### Records to process

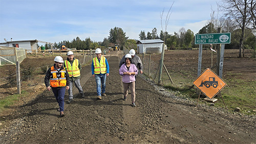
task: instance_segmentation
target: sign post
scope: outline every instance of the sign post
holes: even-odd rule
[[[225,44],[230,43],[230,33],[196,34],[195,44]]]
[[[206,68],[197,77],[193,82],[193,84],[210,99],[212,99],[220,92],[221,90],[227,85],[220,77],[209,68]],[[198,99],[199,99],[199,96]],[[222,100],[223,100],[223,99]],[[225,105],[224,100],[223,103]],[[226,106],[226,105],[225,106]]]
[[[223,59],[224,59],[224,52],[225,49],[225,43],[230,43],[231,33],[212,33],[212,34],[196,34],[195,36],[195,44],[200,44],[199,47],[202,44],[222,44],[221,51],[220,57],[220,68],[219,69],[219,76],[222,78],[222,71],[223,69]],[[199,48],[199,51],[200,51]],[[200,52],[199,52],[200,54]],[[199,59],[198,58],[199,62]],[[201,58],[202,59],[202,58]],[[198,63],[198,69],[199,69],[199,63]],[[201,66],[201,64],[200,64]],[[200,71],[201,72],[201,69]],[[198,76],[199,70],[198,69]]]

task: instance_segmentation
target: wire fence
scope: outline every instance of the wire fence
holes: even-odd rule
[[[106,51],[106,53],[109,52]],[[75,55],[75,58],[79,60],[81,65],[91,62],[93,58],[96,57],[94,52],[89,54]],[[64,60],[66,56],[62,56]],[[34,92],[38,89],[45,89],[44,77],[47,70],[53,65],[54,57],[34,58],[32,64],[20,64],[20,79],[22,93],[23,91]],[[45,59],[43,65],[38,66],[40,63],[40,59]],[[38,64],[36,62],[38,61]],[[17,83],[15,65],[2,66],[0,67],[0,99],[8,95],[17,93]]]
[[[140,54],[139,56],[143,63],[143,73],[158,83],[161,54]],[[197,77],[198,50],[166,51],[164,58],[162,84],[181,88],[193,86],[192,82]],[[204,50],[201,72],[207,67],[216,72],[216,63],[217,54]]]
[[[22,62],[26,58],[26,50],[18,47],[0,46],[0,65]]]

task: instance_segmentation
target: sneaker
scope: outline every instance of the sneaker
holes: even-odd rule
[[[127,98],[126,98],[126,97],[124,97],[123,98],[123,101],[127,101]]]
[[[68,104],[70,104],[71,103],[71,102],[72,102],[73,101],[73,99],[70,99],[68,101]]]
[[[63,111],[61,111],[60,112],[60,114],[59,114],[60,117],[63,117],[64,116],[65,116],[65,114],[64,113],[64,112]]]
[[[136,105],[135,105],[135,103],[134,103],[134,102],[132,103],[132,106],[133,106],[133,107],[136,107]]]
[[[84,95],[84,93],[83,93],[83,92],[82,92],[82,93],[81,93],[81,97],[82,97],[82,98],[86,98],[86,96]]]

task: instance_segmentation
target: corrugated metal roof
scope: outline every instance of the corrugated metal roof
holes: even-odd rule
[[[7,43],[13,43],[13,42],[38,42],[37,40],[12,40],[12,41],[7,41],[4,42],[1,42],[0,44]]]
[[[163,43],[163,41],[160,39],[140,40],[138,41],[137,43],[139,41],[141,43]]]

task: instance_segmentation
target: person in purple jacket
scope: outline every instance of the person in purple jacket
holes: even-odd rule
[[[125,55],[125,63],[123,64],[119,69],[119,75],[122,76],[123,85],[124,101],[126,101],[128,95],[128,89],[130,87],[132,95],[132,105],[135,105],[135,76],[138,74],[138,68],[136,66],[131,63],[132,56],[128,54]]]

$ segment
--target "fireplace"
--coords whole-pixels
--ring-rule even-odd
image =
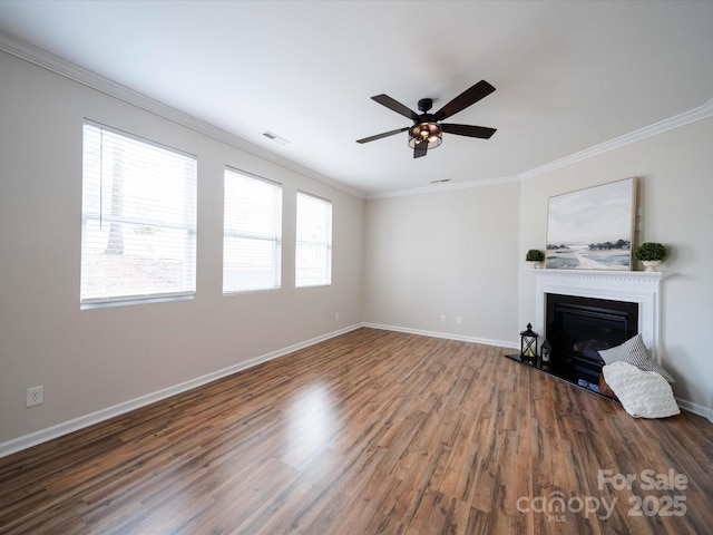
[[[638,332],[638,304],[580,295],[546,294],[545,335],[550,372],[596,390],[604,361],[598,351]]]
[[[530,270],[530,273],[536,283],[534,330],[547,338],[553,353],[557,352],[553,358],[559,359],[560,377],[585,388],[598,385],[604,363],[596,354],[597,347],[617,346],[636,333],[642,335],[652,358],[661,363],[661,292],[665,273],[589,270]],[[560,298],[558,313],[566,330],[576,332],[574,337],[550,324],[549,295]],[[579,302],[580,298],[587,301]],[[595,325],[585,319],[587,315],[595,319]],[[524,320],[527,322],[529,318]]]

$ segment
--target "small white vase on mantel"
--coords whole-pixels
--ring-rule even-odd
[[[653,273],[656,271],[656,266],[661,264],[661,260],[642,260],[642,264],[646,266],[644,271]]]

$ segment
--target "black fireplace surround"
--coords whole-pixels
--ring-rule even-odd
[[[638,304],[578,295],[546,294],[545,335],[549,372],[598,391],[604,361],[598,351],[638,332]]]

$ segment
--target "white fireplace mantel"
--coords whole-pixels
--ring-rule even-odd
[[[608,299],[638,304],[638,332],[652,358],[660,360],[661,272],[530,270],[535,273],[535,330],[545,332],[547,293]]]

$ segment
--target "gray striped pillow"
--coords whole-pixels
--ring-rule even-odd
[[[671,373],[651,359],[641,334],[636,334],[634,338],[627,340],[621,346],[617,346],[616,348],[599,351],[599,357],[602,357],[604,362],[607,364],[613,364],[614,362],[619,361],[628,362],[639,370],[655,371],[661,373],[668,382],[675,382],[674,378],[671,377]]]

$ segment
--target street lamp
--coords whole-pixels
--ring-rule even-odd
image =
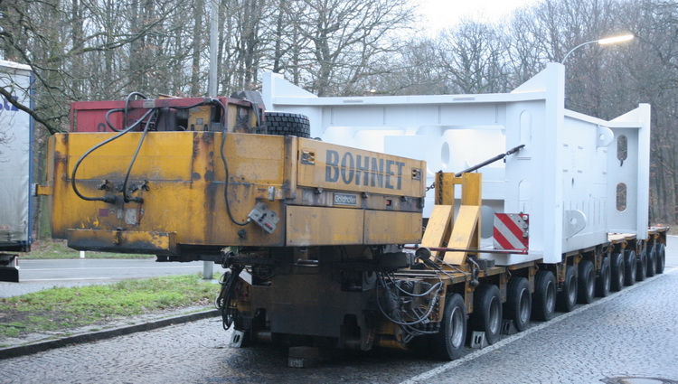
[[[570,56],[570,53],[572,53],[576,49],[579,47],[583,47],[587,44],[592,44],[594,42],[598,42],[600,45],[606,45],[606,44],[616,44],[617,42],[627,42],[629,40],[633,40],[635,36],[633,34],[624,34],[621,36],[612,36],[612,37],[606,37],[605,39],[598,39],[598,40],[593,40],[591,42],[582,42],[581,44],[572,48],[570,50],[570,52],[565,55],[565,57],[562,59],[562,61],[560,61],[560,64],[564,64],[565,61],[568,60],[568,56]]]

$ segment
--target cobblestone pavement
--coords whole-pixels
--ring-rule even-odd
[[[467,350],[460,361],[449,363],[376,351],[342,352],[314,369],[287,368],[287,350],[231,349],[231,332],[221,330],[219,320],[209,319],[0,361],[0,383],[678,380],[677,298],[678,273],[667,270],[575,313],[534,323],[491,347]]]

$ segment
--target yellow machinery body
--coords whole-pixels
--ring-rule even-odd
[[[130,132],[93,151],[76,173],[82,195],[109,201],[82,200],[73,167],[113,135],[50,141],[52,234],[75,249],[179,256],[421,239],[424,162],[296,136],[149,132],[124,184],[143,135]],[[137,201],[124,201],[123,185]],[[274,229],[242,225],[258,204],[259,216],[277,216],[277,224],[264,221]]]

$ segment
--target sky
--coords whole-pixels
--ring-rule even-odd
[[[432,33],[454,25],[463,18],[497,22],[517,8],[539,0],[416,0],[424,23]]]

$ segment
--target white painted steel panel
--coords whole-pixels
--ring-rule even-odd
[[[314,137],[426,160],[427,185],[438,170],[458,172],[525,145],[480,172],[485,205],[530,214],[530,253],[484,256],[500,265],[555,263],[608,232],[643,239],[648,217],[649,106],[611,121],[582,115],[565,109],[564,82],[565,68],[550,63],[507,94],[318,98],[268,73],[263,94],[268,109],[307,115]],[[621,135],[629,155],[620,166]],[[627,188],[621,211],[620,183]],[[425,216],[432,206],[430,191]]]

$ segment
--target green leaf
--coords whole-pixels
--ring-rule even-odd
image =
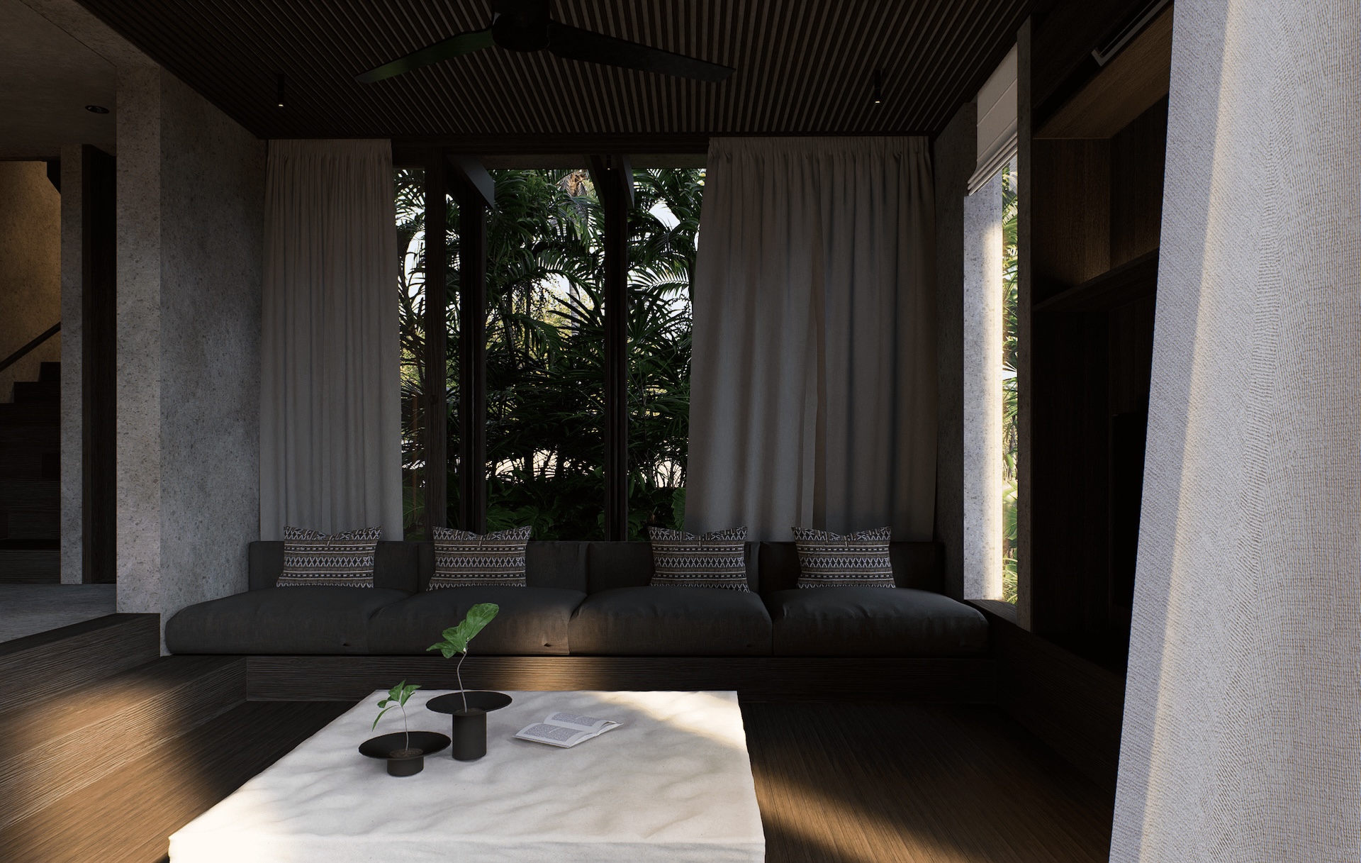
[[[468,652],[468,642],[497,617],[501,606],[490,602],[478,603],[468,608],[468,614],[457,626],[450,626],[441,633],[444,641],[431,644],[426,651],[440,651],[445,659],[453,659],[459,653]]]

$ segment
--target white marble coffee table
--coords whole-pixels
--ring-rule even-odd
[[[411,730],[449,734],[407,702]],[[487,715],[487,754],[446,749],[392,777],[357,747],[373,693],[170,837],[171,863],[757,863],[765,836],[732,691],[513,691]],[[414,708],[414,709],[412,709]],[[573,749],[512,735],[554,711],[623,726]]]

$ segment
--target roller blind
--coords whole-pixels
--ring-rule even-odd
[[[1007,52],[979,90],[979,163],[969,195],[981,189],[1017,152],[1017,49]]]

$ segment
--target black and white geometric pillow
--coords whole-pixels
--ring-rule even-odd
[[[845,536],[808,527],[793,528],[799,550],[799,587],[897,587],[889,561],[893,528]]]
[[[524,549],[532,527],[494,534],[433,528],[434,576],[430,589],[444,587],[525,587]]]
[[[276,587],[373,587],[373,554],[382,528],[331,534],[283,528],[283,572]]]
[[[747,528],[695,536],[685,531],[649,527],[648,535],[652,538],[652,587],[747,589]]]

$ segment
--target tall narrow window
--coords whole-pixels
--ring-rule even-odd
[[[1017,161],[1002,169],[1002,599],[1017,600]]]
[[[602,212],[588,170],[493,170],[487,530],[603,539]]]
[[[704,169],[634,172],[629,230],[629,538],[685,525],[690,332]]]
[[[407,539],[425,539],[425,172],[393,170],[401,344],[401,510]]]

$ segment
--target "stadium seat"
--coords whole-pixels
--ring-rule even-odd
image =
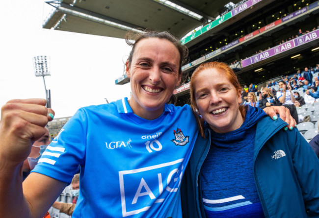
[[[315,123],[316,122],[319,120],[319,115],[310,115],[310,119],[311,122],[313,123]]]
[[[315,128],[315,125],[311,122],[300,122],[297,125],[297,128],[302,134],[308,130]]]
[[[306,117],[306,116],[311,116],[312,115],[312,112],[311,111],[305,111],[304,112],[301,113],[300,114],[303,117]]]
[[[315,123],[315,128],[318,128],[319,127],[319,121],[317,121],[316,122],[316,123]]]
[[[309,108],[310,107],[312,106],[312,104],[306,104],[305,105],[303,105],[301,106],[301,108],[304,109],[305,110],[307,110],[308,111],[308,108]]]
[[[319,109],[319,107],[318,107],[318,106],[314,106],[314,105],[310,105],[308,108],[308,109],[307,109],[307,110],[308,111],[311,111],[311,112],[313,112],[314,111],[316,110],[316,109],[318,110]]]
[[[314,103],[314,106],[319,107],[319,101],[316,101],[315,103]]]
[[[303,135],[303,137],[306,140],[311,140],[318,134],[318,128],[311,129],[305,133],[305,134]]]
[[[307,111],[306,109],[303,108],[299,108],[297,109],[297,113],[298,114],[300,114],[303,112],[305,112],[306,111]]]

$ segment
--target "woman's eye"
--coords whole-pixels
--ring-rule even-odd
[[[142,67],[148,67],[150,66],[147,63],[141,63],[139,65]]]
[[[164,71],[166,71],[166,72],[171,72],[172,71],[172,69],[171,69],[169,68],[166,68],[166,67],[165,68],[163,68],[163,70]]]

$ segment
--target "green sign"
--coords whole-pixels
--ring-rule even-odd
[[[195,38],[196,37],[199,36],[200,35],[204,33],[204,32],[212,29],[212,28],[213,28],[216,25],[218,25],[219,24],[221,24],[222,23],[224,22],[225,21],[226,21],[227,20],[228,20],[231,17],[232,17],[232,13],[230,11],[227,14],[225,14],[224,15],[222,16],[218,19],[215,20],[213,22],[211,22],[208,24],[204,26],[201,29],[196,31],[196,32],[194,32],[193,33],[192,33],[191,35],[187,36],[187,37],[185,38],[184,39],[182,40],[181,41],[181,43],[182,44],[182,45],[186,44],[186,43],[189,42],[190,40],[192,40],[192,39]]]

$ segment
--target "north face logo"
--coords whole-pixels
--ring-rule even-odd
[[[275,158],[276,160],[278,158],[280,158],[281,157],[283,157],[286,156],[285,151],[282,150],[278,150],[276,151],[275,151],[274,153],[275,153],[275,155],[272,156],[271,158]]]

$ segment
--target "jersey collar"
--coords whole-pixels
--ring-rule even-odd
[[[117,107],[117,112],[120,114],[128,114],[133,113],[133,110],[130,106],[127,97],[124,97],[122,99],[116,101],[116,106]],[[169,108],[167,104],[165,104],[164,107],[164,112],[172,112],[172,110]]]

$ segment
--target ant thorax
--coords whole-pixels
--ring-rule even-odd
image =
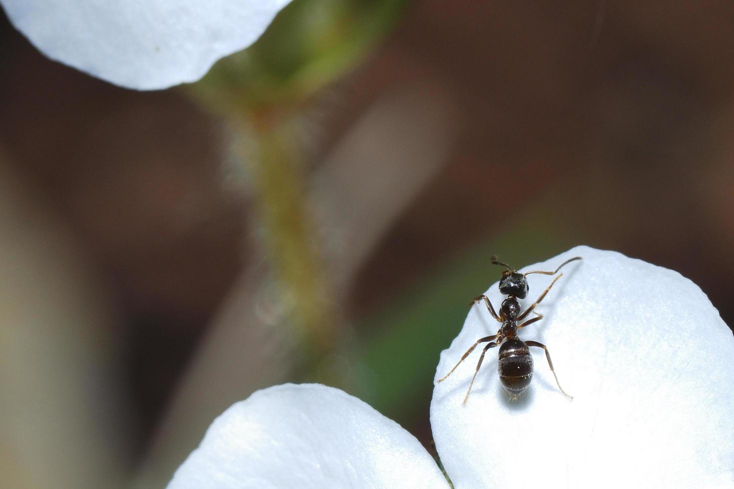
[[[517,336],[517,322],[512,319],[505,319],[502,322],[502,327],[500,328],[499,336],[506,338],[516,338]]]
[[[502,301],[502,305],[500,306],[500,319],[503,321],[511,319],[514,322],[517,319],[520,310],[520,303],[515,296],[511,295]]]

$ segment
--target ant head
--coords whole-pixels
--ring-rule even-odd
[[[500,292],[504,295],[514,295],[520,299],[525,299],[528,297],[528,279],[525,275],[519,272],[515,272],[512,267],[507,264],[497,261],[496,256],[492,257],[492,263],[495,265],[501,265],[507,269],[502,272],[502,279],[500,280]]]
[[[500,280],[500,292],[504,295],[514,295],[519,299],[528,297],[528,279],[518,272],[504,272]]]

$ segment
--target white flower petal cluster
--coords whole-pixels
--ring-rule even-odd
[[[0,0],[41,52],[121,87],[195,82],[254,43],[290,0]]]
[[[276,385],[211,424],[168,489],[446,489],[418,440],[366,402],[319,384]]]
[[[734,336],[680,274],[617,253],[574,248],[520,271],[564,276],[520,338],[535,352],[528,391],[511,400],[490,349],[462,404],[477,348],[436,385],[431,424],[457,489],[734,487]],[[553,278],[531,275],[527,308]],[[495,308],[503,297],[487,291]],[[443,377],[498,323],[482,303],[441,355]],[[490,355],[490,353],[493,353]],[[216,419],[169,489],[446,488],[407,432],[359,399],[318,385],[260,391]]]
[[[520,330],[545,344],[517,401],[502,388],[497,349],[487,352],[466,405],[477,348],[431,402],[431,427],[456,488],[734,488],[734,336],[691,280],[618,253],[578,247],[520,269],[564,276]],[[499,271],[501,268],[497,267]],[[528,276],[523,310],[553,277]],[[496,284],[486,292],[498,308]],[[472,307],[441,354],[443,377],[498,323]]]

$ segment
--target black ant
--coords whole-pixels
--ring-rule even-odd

### Problem requirements
Which lines in the records above contain the word "outline"? Copy every one of them.

### Final result
scope: outline every instance of the sign post
scope: outline every instance of the wire fence
scope: outline every instance of the sneaker
scope: outline every instance of the corrugated metal roof
scope: outline every instance of the person in purple jacket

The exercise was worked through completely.